An excerpt from a dataset
****************************************
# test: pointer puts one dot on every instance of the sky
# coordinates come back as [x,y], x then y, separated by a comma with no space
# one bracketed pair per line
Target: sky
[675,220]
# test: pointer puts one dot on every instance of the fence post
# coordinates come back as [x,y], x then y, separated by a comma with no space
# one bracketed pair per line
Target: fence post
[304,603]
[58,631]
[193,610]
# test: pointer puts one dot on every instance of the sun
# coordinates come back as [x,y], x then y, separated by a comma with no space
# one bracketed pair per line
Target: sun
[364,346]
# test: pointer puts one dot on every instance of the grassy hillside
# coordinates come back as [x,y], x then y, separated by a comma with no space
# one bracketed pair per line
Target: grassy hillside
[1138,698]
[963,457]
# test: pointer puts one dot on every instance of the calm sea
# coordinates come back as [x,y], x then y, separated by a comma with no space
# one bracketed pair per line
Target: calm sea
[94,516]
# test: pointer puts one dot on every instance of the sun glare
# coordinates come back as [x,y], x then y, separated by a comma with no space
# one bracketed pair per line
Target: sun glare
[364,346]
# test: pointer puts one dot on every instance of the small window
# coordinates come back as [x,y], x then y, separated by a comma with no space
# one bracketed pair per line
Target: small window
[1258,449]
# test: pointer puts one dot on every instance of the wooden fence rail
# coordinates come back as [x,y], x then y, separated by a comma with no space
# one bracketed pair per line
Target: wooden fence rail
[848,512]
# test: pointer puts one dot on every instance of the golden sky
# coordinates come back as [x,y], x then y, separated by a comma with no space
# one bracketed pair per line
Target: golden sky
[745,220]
****************************************
Can you repeat all of the data above line by line, without changing anything?

Response below
# test: pointer puts one dot on every instance of the sky
# coordinates come back as [x,y], x then y, separated by a comma with no space
# one bracketed pair per line
Target: sky
[675,220]
# test: pointer puts one dot on every instance of the fence post
# coordinates come back as [x,y], x then y, separated by a comma with no space
# one bracketed pair per line
Target: fence post
[304,603]
[58,631]
[193,610]
# test: pointer puts one dot on every instance of the sun
# coordinates come back as [x,y], x then y, separated by a comma with no space
# one bracketed pair per line
Target: sun
[364,346]
# test: pointer puts one dot on every instance of the grassy hillside
# coordinates come back as [x,y], x then y, separated by a comma with no space
# one bracketed pair per line
Target: grassy hillside
[1138,698]
[963,457]
# test: pointer puts one dot on every instance of the calm sea
# coordinates come back as [x,y], x then y, separated by a comma with no space
# one bracketed pair per line
Target: calm sea
[94,516]
# test: pointer puts one dot on every instance of the sun glare
# coordinates come back as [x,y], x then y, separated by a comma with no space
# one bracketed pair per line
Target: sun glare
[364,346]
# test: pointer puts one dot on every instance of the small window
# coordinates come back as [x,y], x then y, separated by a comma with no space
# one bracketed pair per line
Target: small window
[1258,449]
# test: pointer puts one dot on every instance of the wooden fence rail
# coordinates come back as [x,y], x then y, separated by a comma with no space
# one bracketed pair per line
Target: wooden fence rail
[848,512]
# test: pointer puts one dot on every instance of the golden sky
# coordinates come back as [x,y], x then y, separated by a comma with no space
# one bracketed pair per line
Target: golden sky
[745,220]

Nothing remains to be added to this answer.